EXERCISE OBJECTIVE: Identify the line in which "Point out the rabbit's right" appears, then reproduce that line and all remaining lines of the records word for word.

Stored data entries:
=======
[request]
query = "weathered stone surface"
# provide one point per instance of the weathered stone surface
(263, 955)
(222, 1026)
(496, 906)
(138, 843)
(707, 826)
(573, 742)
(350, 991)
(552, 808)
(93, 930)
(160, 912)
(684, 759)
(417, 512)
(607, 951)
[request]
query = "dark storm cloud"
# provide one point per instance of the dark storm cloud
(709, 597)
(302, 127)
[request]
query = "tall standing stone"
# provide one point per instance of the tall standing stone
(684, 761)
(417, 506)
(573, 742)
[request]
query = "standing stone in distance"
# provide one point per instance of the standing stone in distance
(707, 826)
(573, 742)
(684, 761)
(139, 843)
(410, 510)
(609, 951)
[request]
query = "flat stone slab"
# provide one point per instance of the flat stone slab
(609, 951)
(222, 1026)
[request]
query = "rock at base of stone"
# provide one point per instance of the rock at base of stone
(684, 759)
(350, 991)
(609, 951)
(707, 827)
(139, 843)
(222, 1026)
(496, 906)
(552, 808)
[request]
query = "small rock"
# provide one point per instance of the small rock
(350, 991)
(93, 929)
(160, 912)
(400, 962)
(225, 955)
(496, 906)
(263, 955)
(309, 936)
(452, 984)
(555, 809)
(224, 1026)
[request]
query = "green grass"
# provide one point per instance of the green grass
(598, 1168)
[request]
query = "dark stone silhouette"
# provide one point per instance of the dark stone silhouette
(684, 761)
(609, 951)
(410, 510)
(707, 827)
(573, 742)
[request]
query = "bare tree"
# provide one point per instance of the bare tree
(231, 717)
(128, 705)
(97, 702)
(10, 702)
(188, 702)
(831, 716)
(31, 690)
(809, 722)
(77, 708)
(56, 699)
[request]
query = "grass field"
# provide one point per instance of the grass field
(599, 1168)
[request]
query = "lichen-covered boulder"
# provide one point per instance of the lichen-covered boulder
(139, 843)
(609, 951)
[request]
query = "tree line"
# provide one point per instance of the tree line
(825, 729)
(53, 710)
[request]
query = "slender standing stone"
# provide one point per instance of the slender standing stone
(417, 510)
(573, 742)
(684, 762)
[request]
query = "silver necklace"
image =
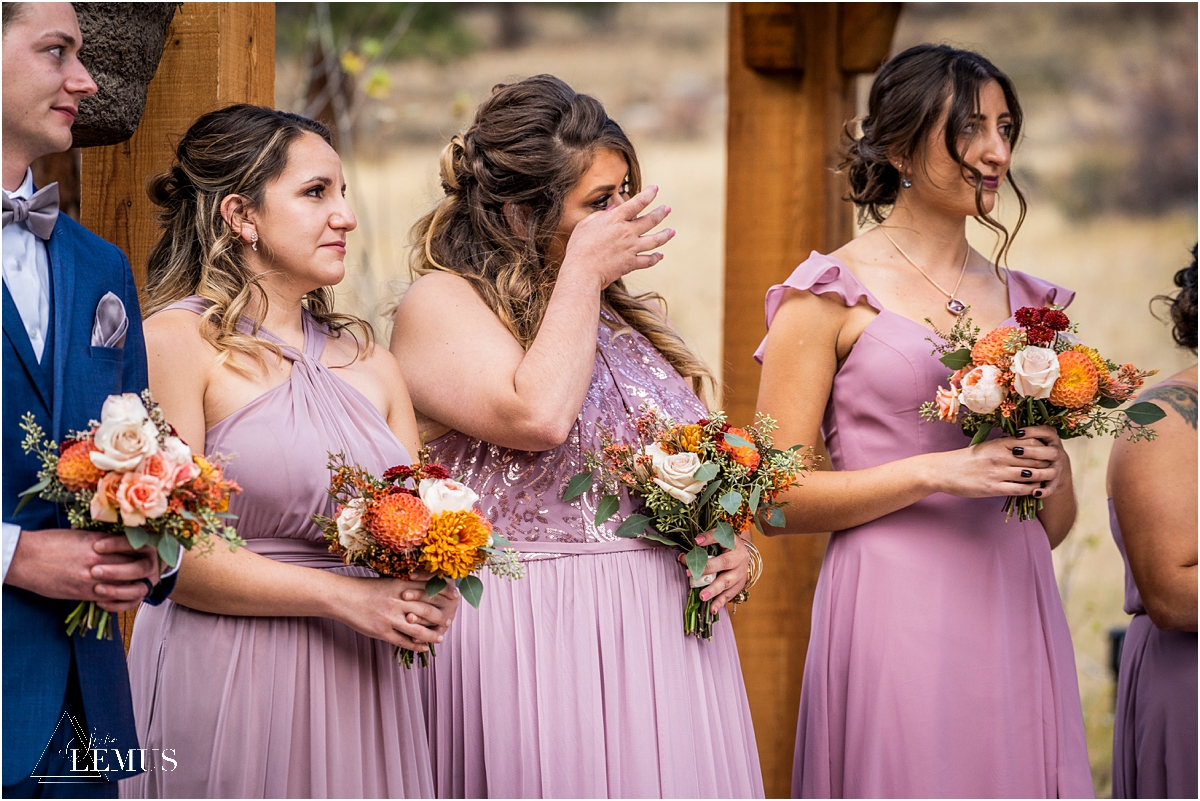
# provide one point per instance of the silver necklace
(954, 306)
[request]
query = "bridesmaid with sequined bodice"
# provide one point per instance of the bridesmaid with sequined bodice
(521, 343)
(270, 670)
(940, 663)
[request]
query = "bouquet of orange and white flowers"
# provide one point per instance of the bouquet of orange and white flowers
(130, 474)
(1036, 373)
(693, 479)
(414, 519)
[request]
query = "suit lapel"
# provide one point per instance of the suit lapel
(15, 330)
(63, 277)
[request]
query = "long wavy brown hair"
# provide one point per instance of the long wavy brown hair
(234, 150)
(528, 146)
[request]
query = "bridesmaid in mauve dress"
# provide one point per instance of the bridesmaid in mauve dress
(1153, 515)
(940, 662)
(270, 673)
(576, 681)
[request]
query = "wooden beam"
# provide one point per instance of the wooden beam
(216, 54)
(783, 200)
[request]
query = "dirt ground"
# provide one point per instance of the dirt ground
(660, 70)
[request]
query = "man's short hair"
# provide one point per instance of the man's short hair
(10, 13)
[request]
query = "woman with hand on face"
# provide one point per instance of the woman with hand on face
(1152, 507)
(520, 342)
(270, 672)
(940, 662)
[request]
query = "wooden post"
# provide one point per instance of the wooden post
(791, 90)
(216, 54)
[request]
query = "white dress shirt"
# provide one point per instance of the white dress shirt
(27, 273)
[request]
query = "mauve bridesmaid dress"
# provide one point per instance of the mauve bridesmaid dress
(577, 680)
(940, 662)
(1155, 727)
(281, 706)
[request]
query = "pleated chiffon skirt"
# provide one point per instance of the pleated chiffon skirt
(274, 708)
(577, 681)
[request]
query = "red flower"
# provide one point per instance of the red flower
(399, 473)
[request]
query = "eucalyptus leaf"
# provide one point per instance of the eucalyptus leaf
(755, 494)
(958, 359)
(631, 527)
(731, 501)
(982, 433)
(168, 549)
(696, 559)
(733, 440)
(580, 483)
(607, 507)
(1145, 413)
(137, 536)
(472, 590)
(724, 535)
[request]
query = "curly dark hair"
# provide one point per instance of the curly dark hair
(906, 102)
(1183, 306)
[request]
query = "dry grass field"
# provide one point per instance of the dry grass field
(1085, 76)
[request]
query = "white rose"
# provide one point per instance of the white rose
(445, 495)
(676, 471)
(982, 391)
(351, 533)
(1035, 371)
(126, 435)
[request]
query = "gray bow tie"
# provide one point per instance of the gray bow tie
(39, 212)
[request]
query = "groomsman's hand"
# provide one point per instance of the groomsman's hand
(82, 566)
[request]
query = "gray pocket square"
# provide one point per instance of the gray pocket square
(108, 330)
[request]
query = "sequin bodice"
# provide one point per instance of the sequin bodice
(521, 491)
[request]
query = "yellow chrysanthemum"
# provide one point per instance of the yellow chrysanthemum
(453, 546)
(690, 438)
(1078, 380)
(76, 470)
(1102, 369)
(991, 348)
(397, 522)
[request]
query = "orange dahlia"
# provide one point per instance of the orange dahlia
(748, 457)
(1078, 380)
(453, 547)
(994, 347)
(76, 470)
(397, 522)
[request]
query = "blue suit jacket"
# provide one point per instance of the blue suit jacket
(64, 393)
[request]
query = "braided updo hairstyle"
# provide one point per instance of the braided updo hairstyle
(1183, 306)
(234, 150)
(909, 96)
(505, 181)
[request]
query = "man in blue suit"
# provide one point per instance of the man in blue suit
(72, 336)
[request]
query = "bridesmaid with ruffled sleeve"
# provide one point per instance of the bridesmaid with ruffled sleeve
(940, 662)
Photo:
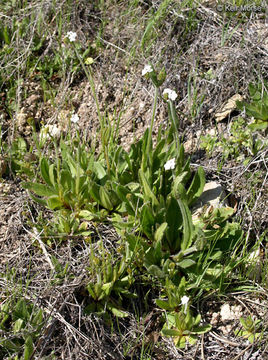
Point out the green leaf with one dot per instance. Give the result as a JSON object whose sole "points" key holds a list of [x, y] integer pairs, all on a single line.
{"points": [[158, 235], [51, 172], [86, 214], [54, 202], [105, 198], [28, 348], [21, 311], [156, 271], [99, 170], [149, 195], [39, 189], [197, 186], [44, 168], [18, 325], [147, 221], [202, 329], [187, 225], [66, 180], [118, 313], [107, 288], [171, 332], [184, 264], [163, 304]]}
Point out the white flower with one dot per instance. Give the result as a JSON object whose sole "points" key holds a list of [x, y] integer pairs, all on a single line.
{"points": [[74, 118], [71, 36], [170, 164], [171, 94], [147, 69], [184, 300], [51, 130]]}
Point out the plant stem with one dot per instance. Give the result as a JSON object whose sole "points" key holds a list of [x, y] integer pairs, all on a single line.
{"points": [[149, 139]]}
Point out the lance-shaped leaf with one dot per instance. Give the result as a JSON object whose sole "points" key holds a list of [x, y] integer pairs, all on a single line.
{"points": [[197, 186], [148, 194], [187, 225]]}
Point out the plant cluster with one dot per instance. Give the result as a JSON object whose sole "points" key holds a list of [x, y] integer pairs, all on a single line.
{"points": [[146, 194]]}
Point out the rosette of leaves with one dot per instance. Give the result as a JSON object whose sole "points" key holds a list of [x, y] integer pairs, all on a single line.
{"points": [[258, 107], [20, 324], [113, 280], [184, 327], [74, 182]]}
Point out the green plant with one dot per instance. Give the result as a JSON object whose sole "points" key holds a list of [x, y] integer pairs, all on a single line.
{"points": [[250, 329], [113, 280], [258, 107], [240, 145], [21, 323], [183, 326]]}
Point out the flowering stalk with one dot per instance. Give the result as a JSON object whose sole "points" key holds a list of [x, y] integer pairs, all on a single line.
{"points": [[149, 139], [92, 85], [170, 96]]}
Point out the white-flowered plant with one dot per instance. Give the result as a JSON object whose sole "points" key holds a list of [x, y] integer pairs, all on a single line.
{"points": [[71, 36], [170, 94], [184, 301], [49, 130], [170, 164], [74, 118], [147, 69]]}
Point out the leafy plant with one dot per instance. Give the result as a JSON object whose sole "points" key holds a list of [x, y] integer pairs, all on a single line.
{"points": [[249, 329], [241, 144], [257, 108], [113, 280], [21, 323], [183, 326]]}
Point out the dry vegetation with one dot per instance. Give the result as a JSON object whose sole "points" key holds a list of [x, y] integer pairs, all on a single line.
{"points": [[209, 56]]}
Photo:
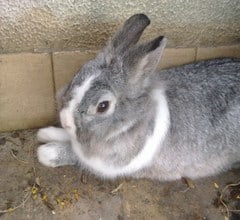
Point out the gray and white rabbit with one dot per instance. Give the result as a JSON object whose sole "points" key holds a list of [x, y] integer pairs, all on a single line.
{"points": [[122, 118]]}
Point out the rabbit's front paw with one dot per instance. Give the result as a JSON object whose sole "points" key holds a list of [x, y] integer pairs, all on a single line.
{"points": [[51, 134], [49, 155]]}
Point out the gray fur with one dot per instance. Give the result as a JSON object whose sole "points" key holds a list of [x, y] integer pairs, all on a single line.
{"points": [[203, 100]]}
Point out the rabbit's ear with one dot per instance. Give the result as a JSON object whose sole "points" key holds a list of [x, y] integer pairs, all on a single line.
{"points": [[130, 33], [143, 60]]}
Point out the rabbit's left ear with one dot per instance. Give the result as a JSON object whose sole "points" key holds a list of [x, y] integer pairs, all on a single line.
{"points": [[144, 59]]}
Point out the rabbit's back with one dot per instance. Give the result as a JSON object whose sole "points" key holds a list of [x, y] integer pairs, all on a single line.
{"points": [[204, 105]]}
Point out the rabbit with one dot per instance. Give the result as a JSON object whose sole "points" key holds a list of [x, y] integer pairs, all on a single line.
{"points": [[122, 118]]}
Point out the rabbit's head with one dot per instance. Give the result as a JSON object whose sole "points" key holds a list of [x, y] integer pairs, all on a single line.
{"points": [[110, 94]]}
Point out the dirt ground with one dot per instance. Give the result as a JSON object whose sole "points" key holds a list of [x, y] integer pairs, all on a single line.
{"points": [[29, 190]]}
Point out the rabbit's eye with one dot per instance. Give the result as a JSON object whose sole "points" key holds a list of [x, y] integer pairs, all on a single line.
{"points": [[103, 106]]}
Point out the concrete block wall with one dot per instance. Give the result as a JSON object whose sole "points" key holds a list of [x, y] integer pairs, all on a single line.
{"points": [[43, 43], [28, 81]]}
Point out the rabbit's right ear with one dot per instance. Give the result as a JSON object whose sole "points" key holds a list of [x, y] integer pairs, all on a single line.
{"points": [[130, 33], [124, 38]]}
=======
RESPONSE AREA:
Point out the rabbit's right ear with one dot per instance. Give the result as a JSON object whose sole "points" key holds a list of [x, y] integer pairs, all on a single line.
{"points": [[130, 33], [124, 38]]}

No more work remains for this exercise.